[Referring expression data]:
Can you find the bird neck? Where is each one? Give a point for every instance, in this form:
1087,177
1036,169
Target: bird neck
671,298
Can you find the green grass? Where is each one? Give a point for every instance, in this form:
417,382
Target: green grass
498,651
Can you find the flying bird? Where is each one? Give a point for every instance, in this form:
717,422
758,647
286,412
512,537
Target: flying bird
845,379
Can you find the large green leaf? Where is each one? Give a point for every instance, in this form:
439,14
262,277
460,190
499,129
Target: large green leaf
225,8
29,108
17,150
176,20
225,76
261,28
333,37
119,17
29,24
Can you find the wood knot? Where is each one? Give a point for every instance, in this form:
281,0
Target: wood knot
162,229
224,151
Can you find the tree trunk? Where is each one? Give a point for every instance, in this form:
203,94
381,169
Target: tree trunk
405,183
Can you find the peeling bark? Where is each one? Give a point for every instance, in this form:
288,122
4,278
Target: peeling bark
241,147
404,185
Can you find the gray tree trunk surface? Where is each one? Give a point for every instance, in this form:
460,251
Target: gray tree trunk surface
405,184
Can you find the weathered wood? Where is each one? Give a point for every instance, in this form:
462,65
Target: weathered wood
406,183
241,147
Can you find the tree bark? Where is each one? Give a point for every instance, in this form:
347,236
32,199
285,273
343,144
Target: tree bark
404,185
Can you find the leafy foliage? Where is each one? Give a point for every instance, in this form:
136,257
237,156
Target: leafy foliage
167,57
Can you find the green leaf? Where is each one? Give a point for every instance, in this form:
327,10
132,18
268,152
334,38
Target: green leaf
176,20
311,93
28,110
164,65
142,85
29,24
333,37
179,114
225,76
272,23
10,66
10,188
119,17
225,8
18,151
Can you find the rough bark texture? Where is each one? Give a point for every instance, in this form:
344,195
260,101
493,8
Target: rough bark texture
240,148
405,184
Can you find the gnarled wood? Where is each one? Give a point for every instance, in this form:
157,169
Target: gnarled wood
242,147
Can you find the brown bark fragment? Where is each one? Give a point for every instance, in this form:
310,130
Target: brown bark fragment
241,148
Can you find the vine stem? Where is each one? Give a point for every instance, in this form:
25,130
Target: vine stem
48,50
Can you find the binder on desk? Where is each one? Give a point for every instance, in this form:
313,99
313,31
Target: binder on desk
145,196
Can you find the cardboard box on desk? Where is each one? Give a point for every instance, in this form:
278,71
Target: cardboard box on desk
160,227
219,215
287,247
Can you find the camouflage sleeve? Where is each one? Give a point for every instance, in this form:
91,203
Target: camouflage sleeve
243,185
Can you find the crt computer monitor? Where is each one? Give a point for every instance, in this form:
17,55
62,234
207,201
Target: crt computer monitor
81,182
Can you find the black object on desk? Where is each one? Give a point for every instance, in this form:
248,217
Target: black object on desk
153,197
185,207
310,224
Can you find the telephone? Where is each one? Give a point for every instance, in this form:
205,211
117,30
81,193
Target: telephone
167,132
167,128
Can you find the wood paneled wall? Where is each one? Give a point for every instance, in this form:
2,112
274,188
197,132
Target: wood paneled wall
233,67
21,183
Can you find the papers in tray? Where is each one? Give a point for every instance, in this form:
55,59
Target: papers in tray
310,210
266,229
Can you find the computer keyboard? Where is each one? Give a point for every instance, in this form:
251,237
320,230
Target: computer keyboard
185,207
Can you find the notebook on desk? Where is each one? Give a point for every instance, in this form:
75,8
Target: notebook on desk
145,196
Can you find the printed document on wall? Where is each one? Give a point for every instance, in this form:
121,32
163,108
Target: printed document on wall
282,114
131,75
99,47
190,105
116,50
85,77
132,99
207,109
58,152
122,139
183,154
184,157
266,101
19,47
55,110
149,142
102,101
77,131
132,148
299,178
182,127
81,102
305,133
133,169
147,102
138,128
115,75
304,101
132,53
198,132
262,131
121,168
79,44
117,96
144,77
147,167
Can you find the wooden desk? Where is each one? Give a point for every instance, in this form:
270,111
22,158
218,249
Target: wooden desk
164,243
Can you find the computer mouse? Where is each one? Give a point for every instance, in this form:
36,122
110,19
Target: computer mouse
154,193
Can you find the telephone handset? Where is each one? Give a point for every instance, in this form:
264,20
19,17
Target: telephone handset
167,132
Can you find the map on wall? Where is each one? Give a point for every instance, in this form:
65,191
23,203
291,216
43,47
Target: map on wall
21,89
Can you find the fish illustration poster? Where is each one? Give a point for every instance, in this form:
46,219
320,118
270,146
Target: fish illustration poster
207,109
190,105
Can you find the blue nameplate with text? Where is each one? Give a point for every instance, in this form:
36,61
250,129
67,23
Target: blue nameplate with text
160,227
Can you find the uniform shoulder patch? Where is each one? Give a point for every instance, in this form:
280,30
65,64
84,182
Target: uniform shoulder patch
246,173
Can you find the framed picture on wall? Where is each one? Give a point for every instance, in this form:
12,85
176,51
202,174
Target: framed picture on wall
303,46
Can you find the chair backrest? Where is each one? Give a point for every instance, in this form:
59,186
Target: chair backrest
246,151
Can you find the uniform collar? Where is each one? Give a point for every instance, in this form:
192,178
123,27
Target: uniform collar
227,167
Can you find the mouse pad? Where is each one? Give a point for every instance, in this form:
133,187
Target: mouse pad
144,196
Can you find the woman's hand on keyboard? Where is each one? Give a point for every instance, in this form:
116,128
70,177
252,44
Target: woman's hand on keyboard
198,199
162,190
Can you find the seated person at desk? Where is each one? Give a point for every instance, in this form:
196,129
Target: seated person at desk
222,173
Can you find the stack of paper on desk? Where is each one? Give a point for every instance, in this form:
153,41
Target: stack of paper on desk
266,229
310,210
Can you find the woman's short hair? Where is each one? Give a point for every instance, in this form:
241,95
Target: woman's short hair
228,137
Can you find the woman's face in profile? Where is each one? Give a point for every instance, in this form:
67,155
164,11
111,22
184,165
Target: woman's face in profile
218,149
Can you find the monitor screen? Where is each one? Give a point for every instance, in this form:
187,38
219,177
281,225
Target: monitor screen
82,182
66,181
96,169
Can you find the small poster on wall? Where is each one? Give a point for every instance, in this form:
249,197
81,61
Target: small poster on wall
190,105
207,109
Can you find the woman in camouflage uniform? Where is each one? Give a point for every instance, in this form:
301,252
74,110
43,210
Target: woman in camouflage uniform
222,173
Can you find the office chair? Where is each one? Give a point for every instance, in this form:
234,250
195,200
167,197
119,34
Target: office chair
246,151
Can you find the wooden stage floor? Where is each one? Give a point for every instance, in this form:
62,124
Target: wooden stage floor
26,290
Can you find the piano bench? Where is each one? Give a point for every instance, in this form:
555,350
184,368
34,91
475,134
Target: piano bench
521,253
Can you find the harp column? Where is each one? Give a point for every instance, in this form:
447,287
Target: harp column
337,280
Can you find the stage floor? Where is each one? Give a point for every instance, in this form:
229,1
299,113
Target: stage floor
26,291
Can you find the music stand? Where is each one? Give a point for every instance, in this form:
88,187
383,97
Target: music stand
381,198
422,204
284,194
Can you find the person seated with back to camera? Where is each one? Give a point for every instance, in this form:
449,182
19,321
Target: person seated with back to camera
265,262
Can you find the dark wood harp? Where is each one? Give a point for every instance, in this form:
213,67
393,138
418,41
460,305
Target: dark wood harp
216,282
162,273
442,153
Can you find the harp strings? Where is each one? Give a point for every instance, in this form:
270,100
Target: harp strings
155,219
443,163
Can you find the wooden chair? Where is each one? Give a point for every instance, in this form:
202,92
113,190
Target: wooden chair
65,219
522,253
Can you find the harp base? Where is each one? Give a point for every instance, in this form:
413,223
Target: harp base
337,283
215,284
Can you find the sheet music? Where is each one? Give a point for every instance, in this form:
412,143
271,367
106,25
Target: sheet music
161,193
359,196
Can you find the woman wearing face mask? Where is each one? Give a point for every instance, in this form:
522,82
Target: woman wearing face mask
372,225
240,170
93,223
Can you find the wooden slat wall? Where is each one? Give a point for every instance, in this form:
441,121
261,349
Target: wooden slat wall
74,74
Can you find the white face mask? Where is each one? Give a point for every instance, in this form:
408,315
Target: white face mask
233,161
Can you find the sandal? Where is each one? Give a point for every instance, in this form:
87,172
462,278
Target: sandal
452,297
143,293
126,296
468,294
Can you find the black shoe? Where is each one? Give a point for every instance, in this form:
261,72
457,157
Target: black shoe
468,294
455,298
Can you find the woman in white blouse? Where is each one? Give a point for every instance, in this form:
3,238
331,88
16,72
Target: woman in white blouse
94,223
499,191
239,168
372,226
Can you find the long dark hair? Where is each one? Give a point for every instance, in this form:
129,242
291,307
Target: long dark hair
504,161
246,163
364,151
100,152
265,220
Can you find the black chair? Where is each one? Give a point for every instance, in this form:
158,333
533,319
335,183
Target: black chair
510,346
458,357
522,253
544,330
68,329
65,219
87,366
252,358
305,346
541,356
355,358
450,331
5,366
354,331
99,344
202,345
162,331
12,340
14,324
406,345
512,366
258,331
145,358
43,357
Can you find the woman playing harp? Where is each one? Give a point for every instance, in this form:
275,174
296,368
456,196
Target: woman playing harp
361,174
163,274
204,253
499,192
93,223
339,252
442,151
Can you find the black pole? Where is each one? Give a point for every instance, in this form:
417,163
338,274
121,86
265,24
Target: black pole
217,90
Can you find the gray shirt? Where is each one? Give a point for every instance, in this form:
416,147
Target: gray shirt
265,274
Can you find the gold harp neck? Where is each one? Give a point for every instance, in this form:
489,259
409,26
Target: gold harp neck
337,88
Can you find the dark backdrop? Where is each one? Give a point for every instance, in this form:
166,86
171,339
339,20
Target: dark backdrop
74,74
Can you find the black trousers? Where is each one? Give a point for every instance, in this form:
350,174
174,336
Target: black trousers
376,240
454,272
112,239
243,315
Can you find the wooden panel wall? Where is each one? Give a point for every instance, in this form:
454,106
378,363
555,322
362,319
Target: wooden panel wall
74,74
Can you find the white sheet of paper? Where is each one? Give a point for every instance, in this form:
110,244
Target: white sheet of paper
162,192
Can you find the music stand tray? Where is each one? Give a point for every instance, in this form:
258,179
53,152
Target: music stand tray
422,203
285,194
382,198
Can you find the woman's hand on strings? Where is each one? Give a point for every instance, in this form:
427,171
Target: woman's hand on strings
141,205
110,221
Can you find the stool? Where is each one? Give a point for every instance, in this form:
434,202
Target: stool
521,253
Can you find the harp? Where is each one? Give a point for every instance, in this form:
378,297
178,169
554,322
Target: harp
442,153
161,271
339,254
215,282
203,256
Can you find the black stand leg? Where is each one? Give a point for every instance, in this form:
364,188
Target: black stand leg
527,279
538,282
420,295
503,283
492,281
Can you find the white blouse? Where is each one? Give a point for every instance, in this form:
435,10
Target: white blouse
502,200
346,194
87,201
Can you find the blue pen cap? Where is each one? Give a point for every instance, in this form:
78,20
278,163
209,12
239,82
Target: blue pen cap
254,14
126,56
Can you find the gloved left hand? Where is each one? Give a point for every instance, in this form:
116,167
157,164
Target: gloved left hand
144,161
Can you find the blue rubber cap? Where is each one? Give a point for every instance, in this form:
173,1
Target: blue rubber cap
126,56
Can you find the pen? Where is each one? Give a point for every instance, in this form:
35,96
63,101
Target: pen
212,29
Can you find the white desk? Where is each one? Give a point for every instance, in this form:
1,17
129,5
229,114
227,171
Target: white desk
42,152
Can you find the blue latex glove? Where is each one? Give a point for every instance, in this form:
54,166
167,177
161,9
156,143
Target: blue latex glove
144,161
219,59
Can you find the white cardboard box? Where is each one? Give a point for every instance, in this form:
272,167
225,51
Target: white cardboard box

[Goal of the exercise]: Given the records above, return exactly the lines starting at the line containing "Can you find the blue rubber" and ending at the line containing "Can you find the white cardboard", including both.

[Exercise solution]:
Can you find the blue rubber cap? Where is each one? Give a point for every instance, in this form:
173,1
Target: blue rubber cap
126,56
Can you find the pen? Where is each one? Give a point for every instance, in this form:
35,96
63,101
Target: pen
212,29
Can you find the white desk? Where is each one? Give a point for every instance, in this form:
1,17
129,5
229,114
227,171
Target: white desk
42,152
Can you find the blue latex glove? Where is each one? Give a point for every instance, in this form:
54,166
167,177
161,9
156,143
Target: blue latex glove
144,161
219,59
Can you find the white cardboard box? Where is each one? Give a point for every instance, in this form:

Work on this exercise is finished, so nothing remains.